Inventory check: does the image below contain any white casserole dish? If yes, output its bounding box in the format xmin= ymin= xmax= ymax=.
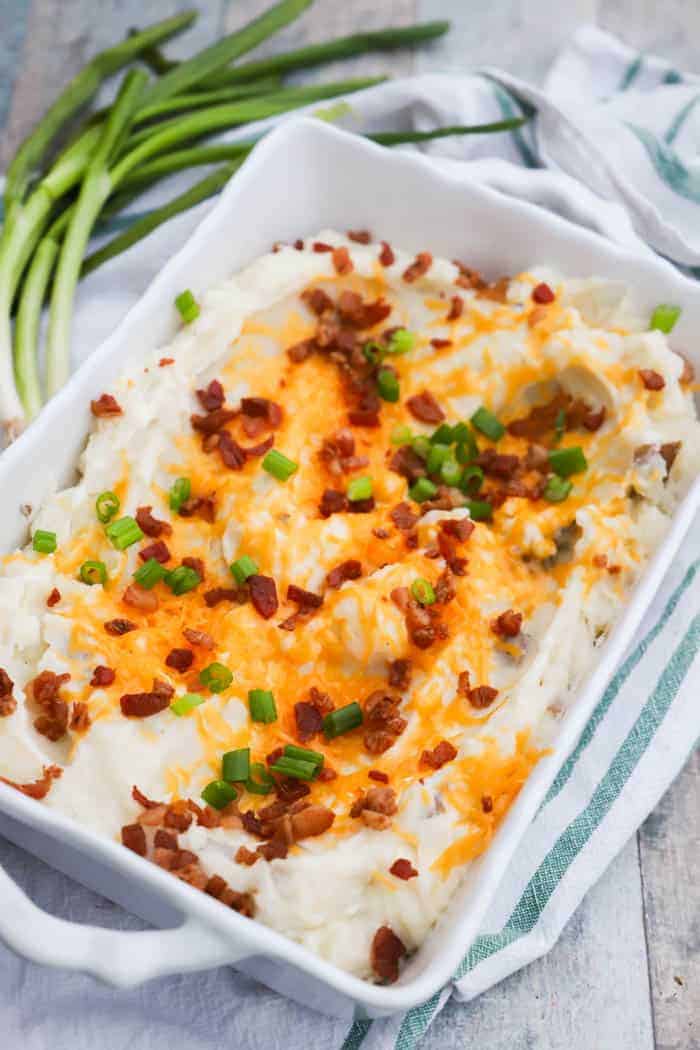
────────────────────
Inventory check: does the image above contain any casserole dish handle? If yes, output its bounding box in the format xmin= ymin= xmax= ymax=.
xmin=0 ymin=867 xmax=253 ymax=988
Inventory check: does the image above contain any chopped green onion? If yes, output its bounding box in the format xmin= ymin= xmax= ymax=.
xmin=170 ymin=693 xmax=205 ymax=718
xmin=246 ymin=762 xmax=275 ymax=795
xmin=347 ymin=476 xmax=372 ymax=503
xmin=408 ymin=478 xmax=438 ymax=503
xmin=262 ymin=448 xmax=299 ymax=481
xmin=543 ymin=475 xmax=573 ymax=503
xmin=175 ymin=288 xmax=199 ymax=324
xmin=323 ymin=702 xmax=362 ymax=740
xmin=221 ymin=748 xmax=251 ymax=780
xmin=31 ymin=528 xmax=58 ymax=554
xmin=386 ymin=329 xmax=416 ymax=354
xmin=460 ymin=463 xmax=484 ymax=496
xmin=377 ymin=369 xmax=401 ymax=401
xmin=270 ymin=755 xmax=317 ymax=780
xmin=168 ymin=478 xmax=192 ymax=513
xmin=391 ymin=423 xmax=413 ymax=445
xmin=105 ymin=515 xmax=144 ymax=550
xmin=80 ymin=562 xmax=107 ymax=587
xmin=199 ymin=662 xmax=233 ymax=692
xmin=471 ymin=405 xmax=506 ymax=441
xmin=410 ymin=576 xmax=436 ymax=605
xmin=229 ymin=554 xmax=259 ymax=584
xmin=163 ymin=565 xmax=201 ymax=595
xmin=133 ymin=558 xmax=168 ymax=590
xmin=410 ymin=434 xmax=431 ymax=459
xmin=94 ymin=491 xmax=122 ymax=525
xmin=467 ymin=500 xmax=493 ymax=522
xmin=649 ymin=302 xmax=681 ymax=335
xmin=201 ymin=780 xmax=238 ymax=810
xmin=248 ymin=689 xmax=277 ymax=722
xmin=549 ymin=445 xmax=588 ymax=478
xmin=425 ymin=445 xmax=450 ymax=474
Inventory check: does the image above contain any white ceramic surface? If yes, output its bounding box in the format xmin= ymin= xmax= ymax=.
────────────────────
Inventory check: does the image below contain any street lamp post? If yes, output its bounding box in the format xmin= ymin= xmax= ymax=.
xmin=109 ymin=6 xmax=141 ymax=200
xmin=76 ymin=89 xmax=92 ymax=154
────────────────────
- WRITTEN REQUEST
Reproduce verbatim the lines of the records running from the line that contains "Inventory check: does the image above contain any chopped" through the line that contains "Inventory check: does the image above contain any white", both included.

- RESPONSE TO THIS TASK
Inventory check: does the image above contain any chopped green onion? If yes, output its bounding box in the format xmin= ymin= xmax= ymax=.
xmin=170 ymin=693 xmax=205 ymax=718
xmin=246 ymin=762 xmax=275 ymax=795
xmin=347 ymin=476 xmax=372 ymax=503
xmin=408 ymin=478 xmax=438 ymax=503
xmin=262 ymin=448 xmax=299 ymax=481
xmin=543 ymin=475 xmax=573 ymax=503
xmin=175 ymin=288 xmax=199 ymax=324
xmin=323 ymin=702 xmax=362 ymax=740
xmin=221 ymin=748 xmax=251 ymax=780
xmin=31 ymin=528 xmax=58 ymax=554
xmin=386 ymin=329 xmax=416 ymax=354
xmin=460 ymin=463 xmax=484 ymax=496
xmin=377 ymin=369 xmax=401 ymax=401
xmin=270 ymin=755 xmax=317 ymax=780
xmin=168 ymin=478 xmax=192 ymax=513
xmin=391 ymin=423 xmax=413 ymax=445
xmin=105 ymin=515 xmax=144 ymax=550
xmin=80 ymin=562 xmax=107 ymax=587
xmin=199 ymin=662 xmax=233 ymax=692
xmin=471 ymin=405 xmax=506 ymax=441
xmin=410 ymin=576 xmax=436 ymax=605
xmin=229 ymin=554 xmax=259 ymax=584
xmin=163 ymin=565 xmax=201 ymax=595
xmin=133 ymin=558 xmax=168 ymax=590
xmin=410 ymin=434 xmax=431 ymax=459
xmin=94 ymin=491 xmax=122 ymax=525
xmin=467 ymin=500 xmax=493 ymax=522
xmin=649 ymin=302 xmax=681 ymax=335
xmin=201 ymin=780 xmax=238 ymax=810
xmin=248 ymin=689 xmax=277 ymax=722
xmin=549 ymin=445 xmax=588 ymax=478
xmin=425 ymin=445 xmax=450 ymax=474
Inventory check: does the image above contain any white ceramic surface? If yes, output its bounding box in the format xmin= ymin= xmax= ymax=.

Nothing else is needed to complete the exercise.